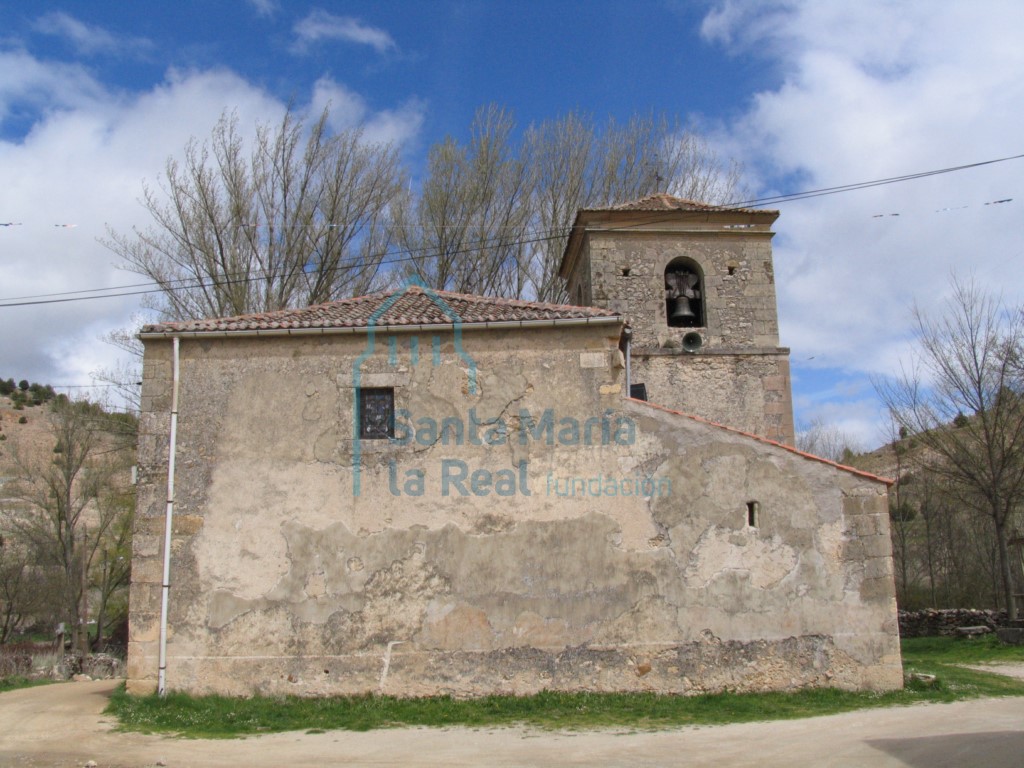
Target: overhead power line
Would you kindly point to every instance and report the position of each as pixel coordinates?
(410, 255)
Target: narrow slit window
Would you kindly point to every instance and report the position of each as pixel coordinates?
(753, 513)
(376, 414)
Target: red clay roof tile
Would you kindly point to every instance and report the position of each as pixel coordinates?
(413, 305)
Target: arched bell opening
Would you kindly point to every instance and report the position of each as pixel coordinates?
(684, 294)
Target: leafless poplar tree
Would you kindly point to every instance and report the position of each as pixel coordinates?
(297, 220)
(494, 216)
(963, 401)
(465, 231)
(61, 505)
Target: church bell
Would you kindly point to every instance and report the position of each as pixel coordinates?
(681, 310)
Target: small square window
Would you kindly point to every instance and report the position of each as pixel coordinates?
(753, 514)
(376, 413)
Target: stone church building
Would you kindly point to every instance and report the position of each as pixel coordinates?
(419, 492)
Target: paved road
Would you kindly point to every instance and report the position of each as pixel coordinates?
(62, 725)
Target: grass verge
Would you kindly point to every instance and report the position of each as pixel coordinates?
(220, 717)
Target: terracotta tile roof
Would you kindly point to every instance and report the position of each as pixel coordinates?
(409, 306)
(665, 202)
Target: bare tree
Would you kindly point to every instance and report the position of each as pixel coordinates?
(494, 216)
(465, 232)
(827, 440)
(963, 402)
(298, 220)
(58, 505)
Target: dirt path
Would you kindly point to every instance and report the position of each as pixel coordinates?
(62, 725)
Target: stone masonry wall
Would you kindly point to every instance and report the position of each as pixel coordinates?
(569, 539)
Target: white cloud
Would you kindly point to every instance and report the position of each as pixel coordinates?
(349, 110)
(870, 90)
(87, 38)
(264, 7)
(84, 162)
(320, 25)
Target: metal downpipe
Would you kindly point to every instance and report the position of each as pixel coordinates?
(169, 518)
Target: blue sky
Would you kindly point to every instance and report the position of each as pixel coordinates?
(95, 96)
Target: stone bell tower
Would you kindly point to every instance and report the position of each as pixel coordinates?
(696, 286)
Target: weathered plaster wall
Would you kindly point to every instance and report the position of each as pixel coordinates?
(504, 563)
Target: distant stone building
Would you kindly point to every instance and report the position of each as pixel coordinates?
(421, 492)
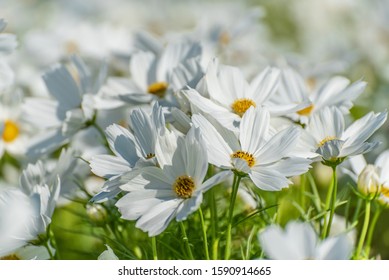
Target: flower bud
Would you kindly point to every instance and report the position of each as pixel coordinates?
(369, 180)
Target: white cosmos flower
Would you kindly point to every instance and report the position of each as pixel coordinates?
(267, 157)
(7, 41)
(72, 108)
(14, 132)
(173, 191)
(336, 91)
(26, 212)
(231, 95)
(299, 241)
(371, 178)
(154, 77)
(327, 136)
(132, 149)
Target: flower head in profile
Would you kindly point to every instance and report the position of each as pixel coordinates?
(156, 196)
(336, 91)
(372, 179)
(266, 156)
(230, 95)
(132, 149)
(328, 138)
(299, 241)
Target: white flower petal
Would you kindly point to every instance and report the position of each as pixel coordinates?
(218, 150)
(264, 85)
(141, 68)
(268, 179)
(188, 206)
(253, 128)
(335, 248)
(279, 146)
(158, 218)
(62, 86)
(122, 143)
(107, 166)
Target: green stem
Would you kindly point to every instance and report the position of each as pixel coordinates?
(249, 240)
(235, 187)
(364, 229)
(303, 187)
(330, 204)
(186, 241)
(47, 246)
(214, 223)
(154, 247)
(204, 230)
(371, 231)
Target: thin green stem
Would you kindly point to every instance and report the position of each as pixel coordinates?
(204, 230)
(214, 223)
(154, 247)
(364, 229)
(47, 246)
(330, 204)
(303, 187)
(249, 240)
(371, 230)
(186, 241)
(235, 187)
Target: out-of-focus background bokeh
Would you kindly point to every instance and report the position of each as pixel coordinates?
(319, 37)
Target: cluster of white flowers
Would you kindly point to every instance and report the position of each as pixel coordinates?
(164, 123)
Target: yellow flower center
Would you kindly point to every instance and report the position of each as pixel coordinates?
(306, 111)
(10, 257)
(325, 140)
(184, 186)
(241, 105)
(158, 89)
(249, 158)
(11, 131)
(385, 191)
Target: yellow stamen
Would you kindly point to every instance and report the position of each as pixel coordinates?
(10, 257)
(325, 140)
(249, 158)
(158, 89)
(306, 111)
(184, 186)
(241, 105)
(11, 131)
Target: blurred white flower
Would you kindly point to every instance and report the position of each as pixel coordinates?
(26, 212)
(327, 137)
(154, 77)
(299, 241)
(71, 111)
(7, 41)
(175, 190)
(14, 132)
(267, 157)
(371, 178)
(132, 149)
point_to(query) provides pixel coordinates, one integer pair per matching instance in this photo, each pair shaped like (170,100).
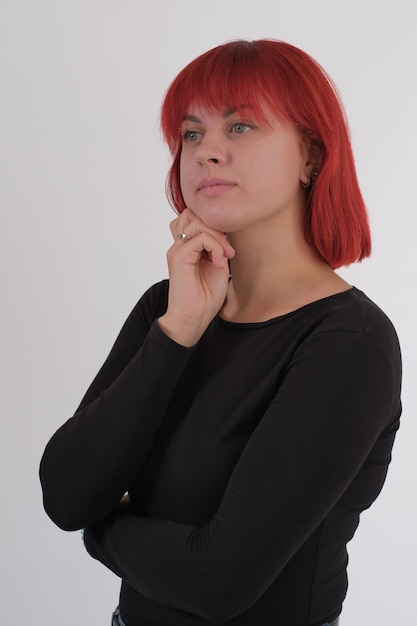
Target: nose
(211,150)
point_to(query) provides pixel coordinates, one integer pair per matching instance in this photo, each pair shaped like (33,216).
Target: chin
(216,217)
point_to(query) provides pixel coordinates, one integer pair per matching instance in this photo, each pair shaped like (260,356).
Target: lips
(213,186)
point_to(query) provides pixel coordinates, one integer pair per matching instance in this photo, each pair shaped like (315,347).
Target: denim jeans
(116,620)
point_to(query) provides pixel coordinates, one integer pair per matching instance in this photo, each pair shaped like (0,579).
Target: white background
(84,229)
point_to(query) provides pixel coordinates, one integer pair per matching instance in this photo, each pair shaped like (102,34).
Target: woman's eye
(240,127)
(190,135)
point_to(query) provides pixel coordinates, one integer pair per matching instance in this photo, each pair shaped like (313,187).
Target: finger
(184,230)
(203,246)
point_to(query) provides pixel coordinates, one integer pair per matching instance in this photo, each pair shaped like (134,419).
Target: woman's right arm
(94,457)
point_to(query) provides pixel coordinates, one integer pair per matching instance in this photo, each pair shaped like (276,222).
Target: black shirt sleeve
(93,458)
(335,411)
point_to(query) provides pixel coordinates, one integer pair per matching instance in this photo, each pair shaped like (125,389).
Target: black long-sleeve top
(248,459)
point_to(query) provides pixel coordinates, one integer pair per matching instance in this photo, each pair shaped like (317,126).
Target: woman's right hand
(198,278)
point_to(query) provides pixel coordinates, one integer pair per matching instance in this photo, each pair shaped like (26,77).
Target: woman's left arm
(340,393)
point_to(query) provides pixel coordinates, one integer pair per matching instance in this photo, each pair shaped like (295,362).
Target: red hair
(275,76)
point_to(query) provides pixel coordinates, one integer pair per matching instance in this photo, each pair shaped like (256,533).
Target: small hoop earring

__________________________________________________

• **Your task**
Render every line of the records above as a numbered list, skipping blank lines and leaving the pictures out.

• **The output**
1. Target: overhead power line
2. Would you kindly point to every instance and report the position of each as pixel coordinates?
3. (410, 255)
4. Target: narrow slit window
5. Would you kindly point to every instance and report the position of each as pixel coordinates?
6. (753, 513)
7. (376, 414)
8. Target: red clay roof tile
9. Would you kindly point to every instance and report the position of each as pixel coordinates?
10. (413, 305)
11. Target: arched bell opening
12. Would you kindly point to every instance and report the position of each as pixel coordinates?
13. (684, 294)
14. Target: leafless poplar tree
15. Would you kindly point to every instance and report the position of each as pixel coordinates?
16. (297, 220)
17. (494, 216)
18. (963, 401)
19. (465, 231)
20. (61, 505)
21. Target: church bell
22. Would you kindly point to every instance and report the position of each as pixel coordinates?
23. (681, 310)
24. Target: small square window
25. Would you kindly point to every instance and report the position of each as pixel coordinates?
26. (753, 514)
27. (376, 413)
28. Target: stone church building
29. Would you kindly point to every instance and report the position of each as pixel coordinates?
30. (419, 492)
31. Target: paved road
32. Would you kindly point to every instance and report the position of each as pixel coordinates?
33. (62, 725)
34. Target: grass verge
35. Would you kindly point to every instance and report the position of each as pixel coordinates?
36. (220, 717)
37. Target: terracotta tile roof
38. Would you kindly point to every instance and report the position of each as pixel coordinates?
39. (409, 306)
40. (665, 202)
41. Target: bare tree
42. Would you kindly point to every instance and report the position of each as pixel coordinates?
43. (494, 216)
44. (465, 232)
45. (827, 440)
46. (963, 402)
47. (298, 220)
48. (58, 505)
49. Target: dirt path
50. Would you kindly point to every instance and report the position of each as pixel coordinates?
51. (62, 725)
52. Target: stone masonry wall
53. Would you kindly point to every instance and report the position of each as pixel coordinates?
54. (569, 539)
55. Target: white cloud
56. Would you kindly point to every instance and report the position of each as pixel coordinates?
57. (349, 110)
58. (870, 90)
59. (87, 38)
60. (264, 7)
61. (84, 162)
62. (320, 25)
63. Target: metal downpipe
64. Would you kindly point to every instance and report the position of each as pixel coordinates?
65. (169, 518)
66. Target: blue sky
67. Would you kindly point to every instance and report the position of each as pixel coordinates?
68. (95, 96)
69. Target: stone bell tower
70. Would you kindly point to every instance and report the position of each as pixel coordinates?
71. (696, 286)
72. Target: weathered plaster wall
73. Would you kindly point to every instance and report the position of each as pixel coordinates?
74. (504, 563)
75. Target: distant stone building
76. Would you kindly point to every instance and report the position of each as pixel coordinates?
77. (421, 492)
78. Target: flower bud
79. Would you kindly point to every instance and report the position of each as pixel coordinates?
80. (369, 180)
81. Target: white cosmos flower
82. Would you kindly point to every instance and report the position of each as pixel coordinates?
83. (267, 157)
84. (7, 41)
85. (72, 108)
86. (14, 132)
87. (173, 191)
88. (336, 91)
89. (26, 212)
90. (231, 95)
91. (299, 241)
92. (371, 178)
93. (154, 77)
94. (327, 136)
95. (132, 149)
96. Target: flower head in profile
97. Would you kindly point to every instance and report the position of each as pixel coordinates?
98. (156, 196)
99. (336, 91)
100. (372, 179)
101. (266, 156)
102. (230, 95)
103. (132, 149)
104. (328, 138)
105. (299, 241)
106. Target: white flower petal
107. Would you kindly point to every instance and report the position of each as pixel coordinates?
108. (218, 150)
109. (264, 85)
110. (141, 68)
111. (268, 179)
112. (188, 206)
113. (253, 128)
114. (335, 248)
115. (279, 146)
116. (158, 218)
117. (62, 86)
118. (122, 143)
119. (107, 166)
120. Target: green stem
121. Would you kindly point to every instance and report the position of each as pixel coordinates?
122. (249, 240)
123. (235, 187)
124. (364, 229)
125. (303, 187)
126. (330, 204)
127. (186, 241)
128. (47, 246)
129. (214, 223)
130. (154, 247)
131. (204, 230)
132. (371, 231)
133. Target: thin green stem
134. Would you kindly point to every instance and report the position of each as pixel coordinates?
135. (204, 230)
136. (214, 223)
137. (154, 247)
138. (364, 229)
139. (47, 246)
140. (330, 204)
141. (303, 187)
142. (249, 240)
143. (371, 230)
144. (186, 241)
145. (235, 187)
146. Target: out-of-focus background bokeh
147. Would you kindly point to every instance and report the position of each as pixel coordinates?
148. (319, 37)
149. Target: cluster of white flowers
150. Would you kindly point to every instance and report the position of each as pixel coordinates?
151. (164, 123)
152. Target: yellow flower center
153. Would you kindly point to every instance and report the position of each as pixel coordinates?
154. (306, 111)
155. (10, 257)
156. (325, 140)
157. (184, 186)
158. (241, 105)
159. (158, 89)
160. (249, 158)
161. (11, 131)
162. (385, 191)
163. Target: yellow stamen
164. Would you kindly point to every instance and report the position of each as pixel coordinates?
165. (10, 257)
166. (325, 140)
167. (249, 158)
168. (158, 89)
169. (306, 111)
170. (184, 186)
171. (241, 105)
172. (11, 131)
173. Target: blurred white flower
174. Would you kindly point to every instance and report the position of each as pixel coordinates?
175. (26, 212)
176. (327, 137)
177. (154, 77)
178. (299, 241)
179. (71, 111)
180. (7, 41)
181. (175, 190)
182. (14, 132)
183. (267, 157)
184. (371, 178)
185. (132, 149)
186. point_to(query) provides pixel coordinates, one integer pair per matching instance in this photo, each pair shaped like (170,100).
187. Target: nose
188. (211,150)
189. point_to(query) provides pixel coordinates, one integer pair per matching instance in this photo, each pair shaped like (33,216).
190. Target: chin
191. (216,217)
192. point_to(query) provides pixel coordinates, one integer pair per matching instance in this photo, each pair shaped like (260,356).
193. Target: lips
194. (213,186)
195. point_to(query) provides pixel coordinates, one integer pair per matching instance in this photo, each pair shaped like (315,347).
196. Target: denim jeans
197. (116,620)
198. point_to(query) provides pixel coordinates, one integer pair per matching instance in this photo, each pair shaped like (0,579).
199. Target: white background
200. (84,229)
201. point_to(query) provides pixel coordinates, one integer pair per matching instance in this photo, each pair shaped like (102,34).
202. Target: woman's eye
203. (240,127)
204. (190,135)
205. point_to(query) provides pixel coordinates, one integer pair per matching instance in this photo, each pair shaped like (313,187).
206. Target: finger
207. (184,230)
208. (203,246)
209. point_to(query) provides pixel coordinates, one integer pair per matching instance in this photo, each pair shaped like (134,419).
210. Target: woman's right arm
211. (94,457)
212. point_to(query) provides pixel coordinates, one integer pair per matching instance in this photo, each pair shaped like (276,222).
213. Target: black shirt sleeve
214. (93,458)
215. (335,411)
216. point_to(query) provides pixel coordinates, one integer pair per matching instance in this photo, each pair shaped like (125,389).
217. Target: black long-sleeve top
218. (248,459)
219. point_to(query) provides pixel coordinates, one integer pair per matching instance in this photo, each pair shaped like (317,126).
220. Target: woman's right hand
221. (198,278)
222. point_to(query) provides pixel coordinates, one integer pair per matching instance in this photo, each pair shaped like (26,77).
223. Target: woman's left arm
224. (340,393)
225. point_to(query) provides pixel coordinates, one integer pair per matching instance in this photo, each pair shaped like (295,362).
226. Target: red hair
227. (275,76)
228. point_to(query) provides pixel coordinates, one integer pair per matching instance in this photo, each pair shaped like (256,533).
229. Target: small hoop earring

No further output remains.